- **Source records**
*** Block opens ***

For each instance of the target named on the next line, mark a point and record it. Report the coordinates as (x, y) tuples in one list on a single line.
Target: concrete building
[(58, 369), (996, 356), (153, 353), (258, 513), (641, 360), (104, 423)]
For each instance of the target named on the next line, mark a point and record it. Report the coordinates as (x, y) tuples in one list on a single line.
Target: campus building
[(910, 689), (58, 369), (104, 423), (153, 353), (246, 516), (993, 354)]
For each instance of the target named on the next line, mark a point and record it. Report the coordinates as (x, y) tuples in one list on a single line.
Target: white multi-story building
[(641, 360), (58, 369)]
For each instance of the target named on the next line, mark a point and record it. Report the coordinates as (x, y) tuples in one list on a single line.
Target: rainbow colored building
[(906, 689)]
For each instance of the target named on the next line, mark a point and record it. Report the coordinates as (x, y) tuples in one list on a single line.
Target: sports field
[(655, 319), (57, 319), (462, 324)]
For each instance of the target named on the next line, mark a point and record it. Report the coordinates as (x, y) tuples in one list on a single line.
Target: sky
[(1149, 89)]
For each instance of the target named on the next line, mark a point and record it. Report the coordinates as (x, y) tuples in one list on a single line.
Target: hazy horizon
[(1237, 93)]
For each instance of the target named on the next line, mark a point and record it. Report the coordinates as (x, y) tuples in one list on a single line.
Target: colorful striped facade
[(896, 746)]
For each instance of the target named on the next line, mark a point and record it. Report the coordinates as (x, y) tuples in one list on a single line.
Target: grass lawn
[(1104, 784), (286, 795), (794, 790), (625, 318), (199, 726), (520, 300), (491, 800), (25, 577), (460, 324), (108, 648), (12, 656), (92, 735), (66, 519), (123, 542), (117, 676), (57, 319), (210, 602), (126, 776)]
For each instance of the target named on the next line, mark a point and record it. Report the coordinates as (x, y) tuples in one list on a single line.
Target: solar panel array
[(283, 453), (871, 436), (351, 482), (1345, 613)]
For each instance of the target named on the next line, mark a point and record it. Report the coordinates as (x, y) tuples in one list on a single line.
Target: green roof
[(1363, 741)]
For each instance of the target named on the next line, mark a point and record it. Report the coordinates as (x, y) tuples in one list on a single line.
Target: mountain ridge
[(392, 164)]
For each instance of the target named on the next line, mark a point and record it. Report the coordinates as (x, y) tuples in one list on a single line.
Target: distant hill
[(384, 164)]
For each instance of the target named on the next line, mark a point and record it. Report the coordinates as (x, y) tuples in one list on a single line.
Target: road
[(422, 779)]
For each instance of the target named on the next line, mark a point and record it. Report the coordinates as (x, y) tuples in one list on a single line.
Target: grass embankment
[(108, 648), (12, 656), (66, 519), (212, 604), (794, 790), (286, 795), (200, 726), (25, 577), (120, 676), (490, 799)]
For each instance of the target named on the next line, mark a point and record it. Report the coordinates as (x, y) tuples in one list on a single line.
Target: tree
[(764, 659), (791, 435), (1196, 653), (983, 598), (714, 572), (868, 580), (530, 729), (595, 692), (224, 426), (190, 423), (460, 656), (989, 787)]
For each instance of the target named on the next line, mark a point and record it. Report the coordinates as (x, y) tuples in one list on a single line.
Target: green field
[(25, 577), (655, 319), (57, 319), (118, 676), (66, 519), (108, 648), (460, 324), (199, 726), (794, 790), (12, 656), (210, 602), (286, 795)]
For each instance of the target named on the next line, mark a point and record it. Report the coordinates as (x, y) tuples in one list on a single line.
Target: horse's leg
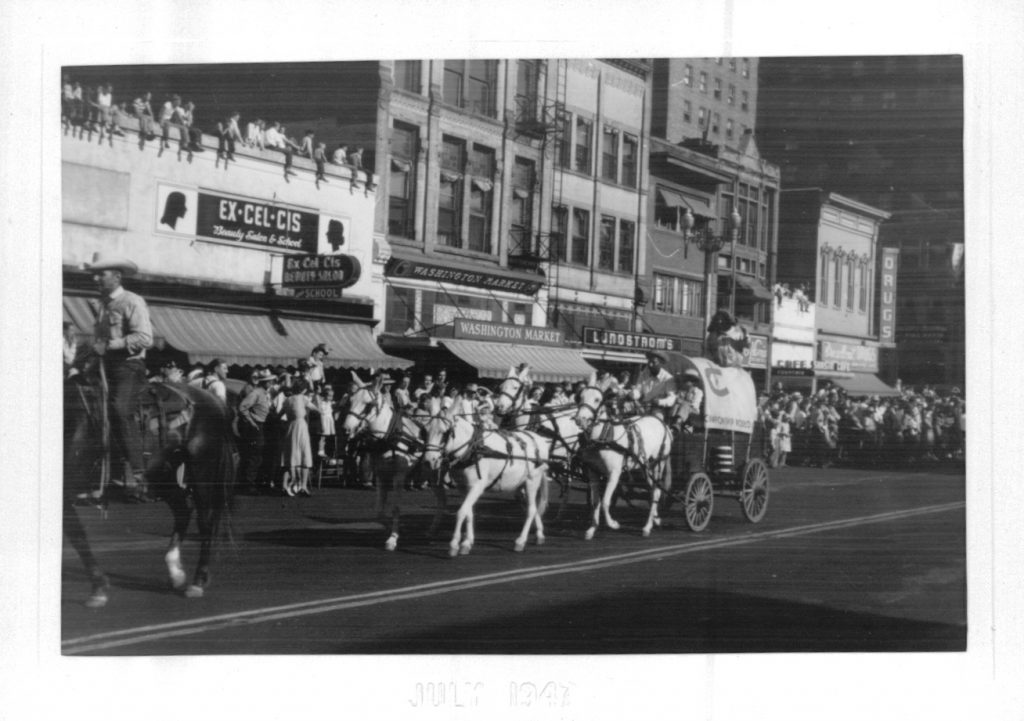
[(465, 518), (530, 486), (75, 532)]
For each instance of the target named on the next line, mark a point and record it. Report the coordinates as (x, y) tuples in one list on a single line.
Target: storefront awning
[(755, 286), (547, 364), (352, 345), (698, 206), (248, 339), (864, 384)]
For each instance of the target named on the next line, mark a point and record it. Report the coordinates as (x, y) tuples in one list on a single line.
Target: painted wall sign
[(321, 270), (182, 211), (887, 298), (507, 333), (756, 355), (402, 267), (626, 340)]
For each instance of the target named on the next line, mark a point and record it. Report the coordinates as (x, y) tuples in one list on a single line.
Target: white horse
[(395, 447), (487, 460), (610, 448)]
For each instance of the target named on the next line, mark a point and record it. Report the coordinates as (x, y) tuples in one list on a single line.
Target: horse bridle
[(372, 407), (513, 397)]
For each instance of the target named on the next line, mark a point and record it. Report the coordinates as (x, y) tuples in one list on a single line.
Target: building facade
[(829, 249), (887, 131), (235, 260)]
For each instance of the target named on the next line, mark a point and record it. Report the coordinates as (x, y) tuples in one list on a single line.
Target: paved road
[(845, 560)]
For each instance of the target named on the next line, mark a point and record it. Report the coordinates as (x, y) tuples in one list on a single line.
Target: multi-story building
[(887, 131), (830, 251), (511, 197), (710, 181)]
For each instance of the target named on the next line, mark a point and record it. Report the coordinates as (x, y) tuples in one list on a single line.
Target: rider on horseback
[(122, 335)]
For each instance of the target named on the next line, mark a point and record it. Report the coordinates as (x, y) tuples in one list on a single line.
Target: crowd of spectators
[(833, 427), (91, 111)]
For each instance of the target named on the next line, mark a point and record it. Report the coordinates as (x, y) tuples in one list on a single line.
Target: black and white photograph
[(510, 377)]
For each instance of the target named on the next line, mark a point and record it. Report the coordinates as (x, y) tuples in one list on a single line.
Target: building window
[(407, 75), (851, 288), (584, 142), (522, 208), (606, 244), (470, 85), (401, 181), (822, 296), (527, 73), (837, 282), (481, 165), (559, 232), (580, 253), (630, 155), (679, 296), (609, 154), (627, 245), (450, 195)]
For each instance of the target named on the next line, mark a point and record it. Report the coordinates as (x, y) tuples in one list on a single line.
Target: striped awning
[(547, 364)]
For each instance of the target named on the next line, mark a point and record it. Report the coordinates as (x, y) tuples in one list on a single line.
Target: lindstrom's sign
[(507, 333), (630, 341)]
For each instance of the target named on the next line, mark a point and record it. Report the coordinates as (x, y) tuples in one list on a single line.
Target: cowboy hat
[(101, 261), (263, 376)]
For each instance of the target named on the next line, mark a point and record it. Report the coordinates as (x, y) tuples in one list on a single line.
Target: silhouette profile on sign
[(336, 235), (174, 208)]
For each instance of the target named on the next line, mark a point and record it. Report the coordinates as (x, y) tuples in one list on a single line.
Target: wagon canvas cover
[(730, 401)]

*** Block closes ***

- **Activity**
The response should repeat each record precisely and contain no pictures.

- **Written solution**
For each instance of the target named on the next line, mark a point and record it. Report the coordinates as (x, y) tuples in one list on a single line.
Target: concrete building
[(58, 369), (996, 356), (153, 353), (258, 513), (641, 360), (104, 423)]
For each instance of the target named on the next line, mark a point and record it. Report the coordinates as (x, y) tuples in one list on a single line.
Target: campus building
[(910, 689), (58, 369), (104, 423), (153, 353), (246, 516), (993, 354)]
For each instance of the target named on the next line, mark a point and record it. Report the coordinates as (x, y) tuples in one list on a single line.
Target: white multi-story building
[(641, 360), (58, 369)]
For each instance of the target named on the next line, mark a point and record it. Report the coordinates as (x, y) tuples in one list on a single line.
Target: rainbow colored building
[(906, 689)]
For each instance of the target named on the next line, mark a point and record it. Report the coordinates as (x, y) tuples in one list on a single line.
Target: sports field
[(655, 319), (57, 319), (462, 324)]
For each instance of the target named on the next line, mark a point and record it. Report the coordinates as (x, y) tuples in one list on a single line.
Target: sky
[(1149, 89)]
For each instance of the target named on the next line, mark a point and record it. Report the coordinates as (x, y) tuples in one list on a single line.
Target: hazy horizon
[(1237, 93)]
For each instance of the target named on the next line, mark a point and record it. Report the coordinates as (x, y) tuples in one list on a single line.
Target: colorful striped facade
[(896, 746)]
For each instance of the target named on the next line, mark a point and record it. Report the coordinates as (x, y) tuples in one list on a single line.
Target: grass lawn
[(1104, 784), (286, 795), (794, 790), (625, 318), (199, 726), (520, 300), (491, 800), (25, 577), (460, 324), (108, 648), (12, 656), (92, 735), (66, 519), (123, 542), (117, 676), (57, 319), (210, 602), (126, 776)]
For each instance of the target named on the next line, mark a point and record it. Report the coordinates as (x, y) tuples in one list on a single line.
Target: solar panel array
[(283, 453), (871, 436), (351, 482), (1345, 613)]
For each instance of the target named on the next line, mark a point and record it. Report the coordinates as (x, y) tuples in one list on a single line.
Target: green roof
[(1363, 741)]
For each instance of the target named on the next line, mark a point and record it. Report the coordinates as (x, y) tuples in one list on a single line.
Target: mountain ridge
[(392, 164)]
For each instance of the target named on the next line, mark a point and record it. Report the coordinates as (x, y) tuples in one list on a single line.
Target: distant hill
[(384, 164)]
For each instance of the target named on the next line, mark a point and record it. Report the coordinates as (x, y) tuples in one list on a single line.
Target: road
[(422, 779)]
For each instance of the target named on the next line, mark a point and record it. Report the coordinates as (x, y) tuples in one list on a single line.
Target: grass embankment
[(108, 648), (12, 656), (66, 519), (212, 604), (794, 790), (286, 795), (200, 726), (25, 577), (120, 676), (490, 799)]
For each instance of the target named on the next line, mark a point and record it. Report the coordinates as (x, y) tuples in one list on a single line.
Target: tree
[(764, 659), (791, 435), (1196, 653), (983, 598), (714, 572), (868, 580), (530, 729), (595, 692), (224, 426), (190, 423), (460, 656), (989, 787)]
For each instance of the target named on the next line, mark a point and record it. Report the coordinates as (x, y) tuples in one list on a single line.
Target: green field
[(25, 577), (655, 319), (57, 319), (118, 676), (66, 519), (108, 648), (460, 324), (199, 726), (794, 790), (12, 656), (210, 602), (286, 795)]
For each instance of the target named on the next line, mark a point and record it. Report the coordinates as (x, y) tuples in one list on a single line.
Target: horse's leg
[(465, 518), (530, 486), (75, 532)]
For each instance of the target named on the next line, mark a point and record it. Report the coordinates as (x, y) tuples in one list on a single line.
Target: storefront awning
[(755, 286), (547, 364), (352, 345), (698, 206), (248, 339), (864, 384)]
For each instance of the target named on the next line, mark a point and record it. Report the coordinates as (x, y) tuples in one list on a single line.
Target: painted wall sign
[(321, 270), (182, 211), (887, 298), (507, 333), (756, 355), (402, 267), (626, 340)]
For each instance of the target named on the next line, mark a point and record it. Report the coordinates as (x, y) tuples in one list on a single line.
Target: white horse
[(395, 447), (487, 460), (610, 448)]
For each instance of the target named on the next line, mark a point and record it. Report the coordinates as (x, y) tuples in one list on a single line.
Target: horse bridle
[(372, 407), (513, 397)]
For each instance of the target named on the next line, mark a point and record it. Report the coordinates as (x, y) tuples in one list on a single line.
Target: building facade
[(829, 249), (887, 131), (235, 260)]
For each instance of the target named on the next line, mark a point and record it. Report the coordinates as (x, y) tuples in one list on a single line.
Target: paved road
[(845, 560)]
For each instance of the target named on the next line, mark a point and record it. Report the coordinates as (x, y) tuples in one list on a single line.
Target: multi-story building
[(887, 131), (830, 251), (511, 197), (710, 181)]
For each instance of the target named on the next line, mark a point and record it. Report the coordinates as (x, y) tuples in one list on a single line.
Target: rider on horseback
[(122, 335)]
For each instance of the target named on the next line, mark a point and record it. Report the coordinates as (x, y) tuples in one list on a single line.
Target: crowd of spectators
[(833, 427), (91, 111)]
For each instance of the target named on the next line, mark a point and record it. Report the coordinates as (x, y) tuples in one list on a single line.
Target: black and white photograph
[(510, 377)]
For each instance of the target named on the next line, mark a point and record it. Report the coordinates as (x, y) tuples in one list on a single line.
Target: building window
[(407, 75), (851, 288), (584, 142), (522, 208), (606, 244), (470, 85), (401, 181), (822, 296), (527, 73), (837, 282), (481, 165), (559, 232), (580, 253), (630, 155), (679, 296), (609, 154), (627, 245), (450, 195)]
For each instance of the target named on the next line, mark a point and record it. Report the coordinates as (x, y) tuples in one list on a single line.
Target: striped awning
[(547, 364)]
For each instance of the target named on the next line, mark a point and record it. Report the coordinates as (x, y) tuples in one list on a single line.
Target: lindstrom's sign
[(507, 333), (630, 341)]
For each instance of the target named on the next line, mark a point and record it. Report the coordinates as (x, y) tuples in one list on a single line.
Target: cowboy hat
[(101, 261), (263, 376)]
For each instance of the target named on the next line, mark a point and record it. Report the coordinates as (x, y) tuples in one list on a single line.
Target: silhouette profile on sign
[(336, 235), (174, 208)]
For each instance of the target named on the next line, mark a point and record it. Report the coordinates as (x, y) tuples in one list on a single line.
Target: wagon canvas cover
[(730, 401)]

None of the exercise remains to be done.